見出し画像

【2024年版】世界史教科書 消えた用語、増えた用語:山川出版社・東京書籍の比較編

これまで山川出版社の『詳説世界史:世界史探究』(ややこしいタイトルだ…)の索引をベースにして、ほかの教科書の索引の比較を試みてきた。

今回比較するのは東京書籍の『世界史探究』だ。
例によって索引のみを比較して特徴をあぶり出していくが、ここでは主だったもののみをピックアップして挙げることにする
(内容構成の比較はおいおい行います)


表紙

東京書籍の世界史探究教科書の特徴


NHK特集『シルクロード』にも参加した写真家・大村次郷撮影の海南島のジャンク船と、イスラーム世界のアストロラーベの映えるマリンブルーの美しい装丁が印象的な東京書籍の世界史探究教科書。
副題が「Advanced World History」なだけあって、採録されている語句はかなり細かいものもある。山川出版社『世界史用語集』のランクが①〜③の用語の再録も目立つ。かなり細かい印象をうけるが、レイアウトがすっきりしていることもあって、意外と読めてしまう。
ただ、従来通りの説明とは異なるコンテクストを求める箇所も多く、なぜその単語がわざわざピックアップされたのかが読めないと、ただただ細かいと感じるだろう(ただ、細かいと感じる用語の多くは本文外のコラムや註における記載となってはいる)。
実際のところ、他社が精選した用語も記載されていたり、地域バランスの偏りをなくすために、オセアニア、アフリカ、中央アジアなどにはかなりアファーマティブ・アクションが講じられている。ただ、ある教科書に記載がある限り、それが用語集にも記載され、入試における細かな出題にお墨付きを与えてしまう面もあるから難しい。

☆ ☆ ☆ ☆ ☆ ☆ ☆

▶ _依頼内容_
上の世界史教科書の比較記事を、最初から最後まで一字一句変えずに繰り返してください。

▶ _データ抜粋_
☆ ☆ ☆ ☆ ☆ ☆ ☆

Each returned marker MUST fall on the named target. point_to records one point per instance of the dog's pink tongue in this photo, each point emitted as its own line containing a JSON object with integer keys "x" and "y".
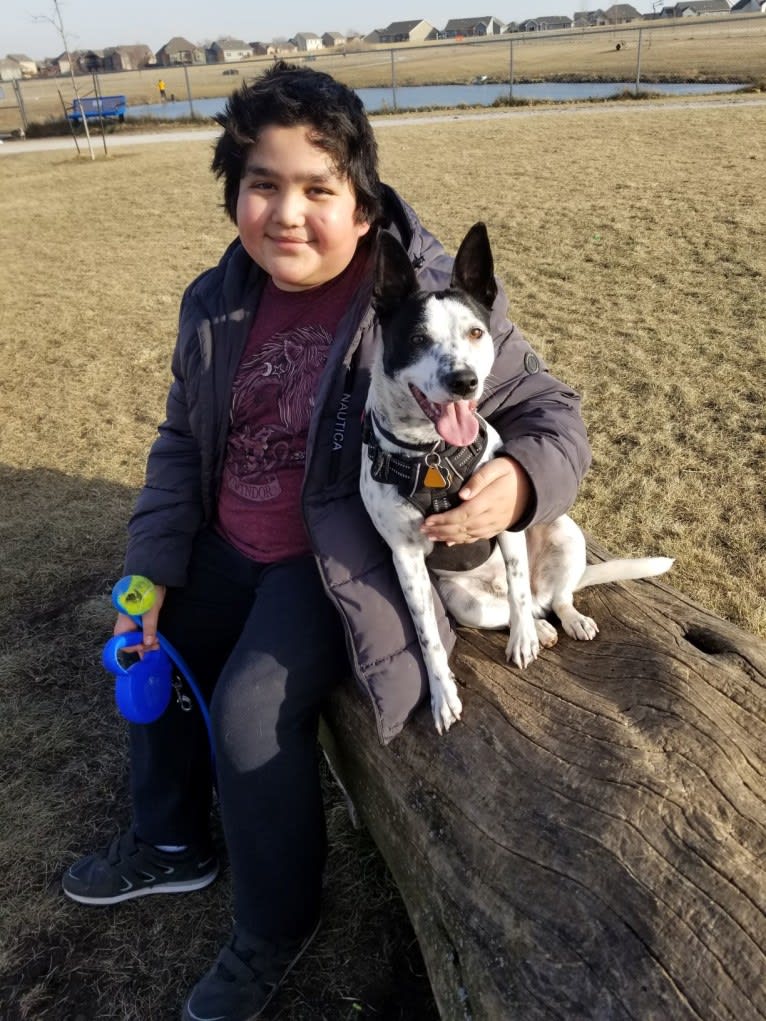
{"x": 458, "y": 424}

☆ ☆ ☆ ☆ ☆ ☆ ☆

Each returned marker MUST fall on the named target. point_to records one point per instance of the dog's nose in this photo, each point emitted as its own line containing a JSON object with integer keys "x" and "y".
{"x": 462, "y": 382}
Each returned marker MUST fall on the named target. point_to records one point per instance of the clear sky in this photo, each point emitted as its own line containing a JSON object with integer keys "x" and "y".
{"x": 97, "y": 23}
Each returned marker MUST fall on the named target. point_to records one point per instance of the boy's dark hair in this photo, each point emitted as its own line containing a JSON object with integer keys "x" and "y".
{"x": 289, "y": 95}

☆ ☆ ☆ ☆ ☆ ☆ ☆

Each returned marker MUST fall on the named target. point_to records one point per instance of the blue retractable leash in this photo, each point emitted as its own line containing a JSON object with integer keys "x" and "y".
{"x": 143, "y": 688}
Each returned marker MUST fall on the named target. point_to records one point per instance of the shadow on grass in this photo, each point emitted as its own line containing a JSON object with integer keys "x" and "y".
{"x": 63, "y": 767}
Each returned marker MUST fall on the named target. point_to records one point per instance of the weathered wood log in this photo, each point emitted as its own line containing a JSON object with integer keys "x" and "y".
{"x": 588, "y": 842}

☆ ☆ ☆ ☆ ☆ ☆ ☆

▶ _回答文_
見出し画像

【2024年版】世界史教科書 消えた用語、増えた用語:山川出版社・東京書籍の比較編

これまで山川出版社の『詳説世界史:世界史探究』(ややこしいタイトルだ…)の索引をベースにして、ほかの教科書の索引の比較を試みてきた。

今回比較するのは東京書籍の『世界史探究』だ。
例によって索引のみを比較して特徴をあぶり出していくが、ここでは主だったもののみをピックアップして挙げることにする
(内容構成の比較はおいおい行います)


表紙

東京書籍の世界史探究教科書の特徴


NHK特集『シルクロード』にも参加した写真家・大村次郷撮影の海南島のジャンク船と、イスラーム世界のアストロラーベの映えるマリンブルーの美しい装丁が印象的な東京書籍の世界史探究教科書。
副題が「Advanced World History」なだけあって、採録されている語句はかなり細かいものもある。山川出版社『世界史用語集』のランクが①〜③の用語の再録も目立つ。かなり細かい印象をうけるが、レイアウトがすっきりしていることもあって、意外と読めてしまう。
ただ、従来通りの説明とは異なるコンテクストを求める箇所も多く、なぜその単語がわざわざピックアップされたのかが読めないと、ただただ細かいと感じるだろう(ただ、細かいと感じる用語の多くは本文外のコラムや註における記載となってはいる)。
実際のところ、他社が精選した用語も記載されていたり、地域バランスの偏りをなくすために、オセアニア、アフリカ、中央アジアなどにはかなりアファーマティブ・アクションが講じられている。ただ、ある教科書に記載がある限り、それが用語集にも記載され、入試における細かな出題にお墨付きを与えてしまう面もあるから難しい。